begin

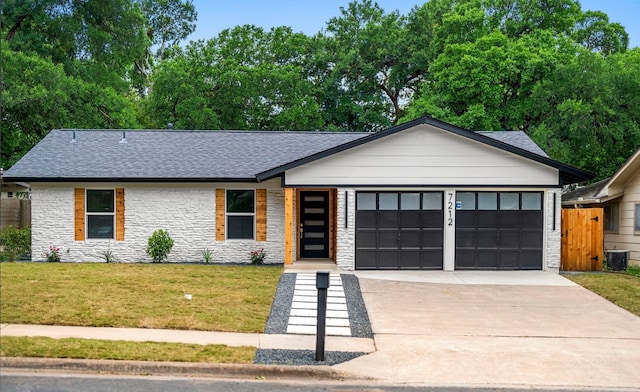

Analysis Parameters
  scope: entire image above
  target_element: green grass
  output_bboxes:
[0,263,282,332]
[0,336,256,363]
[564,273,640,316]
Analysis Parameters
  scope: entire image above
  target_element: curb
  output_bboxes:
[0,357,361,380]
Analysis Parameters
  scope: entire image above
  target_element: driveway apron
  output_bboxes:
[336,271,640,390]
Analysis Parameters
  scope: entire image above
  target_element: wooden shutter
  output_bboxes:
[256,189,267,241]
[74,188,84,241]
[216,189,225,241]
[116,188,124,241]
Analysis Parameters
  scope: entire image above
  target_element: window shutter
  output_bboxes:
[216,189,225,241]
[116,188,124,241]
[74,188,84,241]
[256,189,267,241]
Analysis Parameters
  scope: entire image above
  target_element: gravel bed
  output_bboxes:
[253,349,366,366]
[340,274,373,338]
[264,273,297,334]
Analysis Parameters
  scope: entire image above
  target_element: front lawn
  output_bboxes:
[0,263,282,332]
[0,336,256,363]
[564,272,640,316]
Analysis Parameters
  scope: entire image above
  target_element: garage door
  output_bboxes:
[455,192,543,269]
[356,192,444,269]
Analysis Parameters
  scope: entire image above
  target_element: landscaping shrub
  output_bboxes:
[147,229,173,263]
[0,226,31,261]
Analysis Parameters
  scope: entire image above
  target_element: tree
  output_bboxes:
[0,44,137,168]
[146,25,323,130]
[531,48,640,179]
[2,0,149,92]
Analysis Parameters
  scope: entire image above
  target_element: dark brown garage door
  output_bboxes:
[356,192,444,269]
[456,192,543,270]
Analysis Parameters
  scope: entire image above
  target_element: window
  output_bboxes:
[378,193,398,211]
[604,204,620,231]
[356,193,376,211]
[86,189,115,239]
[226,190,256,240]
[500,192,520,210]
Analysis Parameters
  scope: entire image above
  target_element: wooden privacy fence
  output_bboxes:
[560,208,604,271]
[0,198,31,230]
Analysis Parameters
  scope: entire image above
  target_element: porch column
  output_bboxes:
[284,188,293,264]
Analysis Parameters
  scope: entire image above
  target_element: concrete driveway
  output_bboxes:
[336,271,640,390]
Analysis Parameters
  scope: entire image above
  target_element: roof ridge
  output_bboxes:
[52,128,371,135]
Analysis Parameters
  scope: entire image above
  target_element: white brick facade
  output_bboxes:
[32,181,284,263]
[336,188,356,270]
[542,189,562,272]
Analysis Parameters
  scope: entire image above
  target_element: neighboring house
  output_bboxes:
[0,117,592,271]
[562,149,640,265]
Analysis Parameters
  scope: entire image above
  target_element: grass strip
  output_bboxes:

end

▶ **Exercise**: Reproduce the records word for word, starting at the beginning of the records and ending at the line that contains "[2,0,149,92]", both ends included. Leave the pictures out of your answer.

▶ **Reply to the exercise**:
Analysis Parameters
  scope: entire image above
  target_element: green grass
  output_bboxes:
[0,263,282,332]
[0,336,256,363]
[564,273,640,316]
Analysis Parameters
  scope: entire image above
  target_element: curb
  output_bboxes:
[0,357,361,380]
Analysis Parameters
  scope: entire image above
  target_element: driveway apron
  output_bboxes:
[336,271,640,390]
Analysis Parameters
  scope: entire image above
  target_element: wooden shutter
  output_bboxes:
[256,189,267,241]
[74,188,84,241]
[216,189,225,241]
[116,188,124,241]
Analysis Parameters
  scope: entire image above
  target_element: window shutter
  output_bboxes:
[216,189,225,241]
[116,188,124,241]
[74,188,84,241]
[256,189,267,241]
Analysis Parameters
  scope: entire image above
  target_element: gravel bed
  output_bboxes:
[253,349,366,366]
[340,274,373,338]
[264,273,297,334]
Analysis Parameters
  scope: entire image above
  target_element: front lawn
  output_bboxes:
[0,263,282,332]
[0,336,256,363]
[564,272,640,316]
Analysis Parameters
  scope: entire image above
  target_element: garage door
  output_bboxes:
[455,192,543,269]
[356,192,444,269]
Analysis Parameters
  scope: entire image above
  target_element: landscaping shrub
  output_bboxes:
[147,229,173,263]
[0,226,31,261]
Analysis Parameters
  scope: entire image above
  target_element: tree
  output_bboxes:
[0,44,137,168]
[146,25,323,130]
[531,48,640,179]
[2,0,149,92]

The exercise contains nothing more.